Work required: Rewrite the rows below, changing every "place a dot" to "mark a point" and leaving everything else as it is. Omit the pictures from your version.

● ● ●

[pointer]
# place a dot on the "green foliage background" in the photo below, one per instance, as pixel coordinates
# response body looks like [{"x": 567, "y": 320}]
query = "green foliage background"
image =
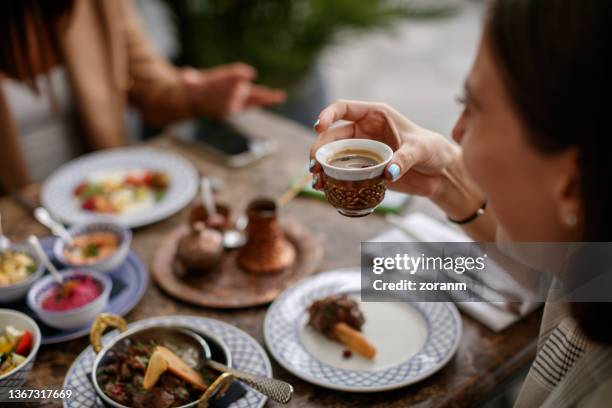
[{"x": 282, "y": 38}]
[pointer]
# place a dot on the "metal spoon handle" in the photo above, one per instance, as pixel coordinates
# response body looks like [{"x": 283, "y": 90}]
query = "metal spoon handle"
[
  {"x": 5, "y": 243},
  {"x": 207, "y": 196},
  {"x": 35, "y": 244},
  {"x": 276, "y": 390},
  {"x": 42, "y": 215}
]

● ● ●

Task response:
[pointer]
# mark a point on the "green foliage background" in the photo below, one per instance, as pixel coordinates
# response body looks like [{"x": 567, "y": 320}]
query = "green foliage background"
image =
[{"x": 282, "y": 38}]
[pointer]
# mark a point on the "metal spoon handle" in the photo above, one per instance, as pixel coordinates
# response body looks like [{"x": 283, "y": 90}]
query = "metal spoon handle"
[
  {"x": 5, "y": 243},
  {"x": 207, "y": 196},
  {"x": 35, "y": 244},
  {"x": 276, "y": 390},
  {"x": 42, "y": 215}
]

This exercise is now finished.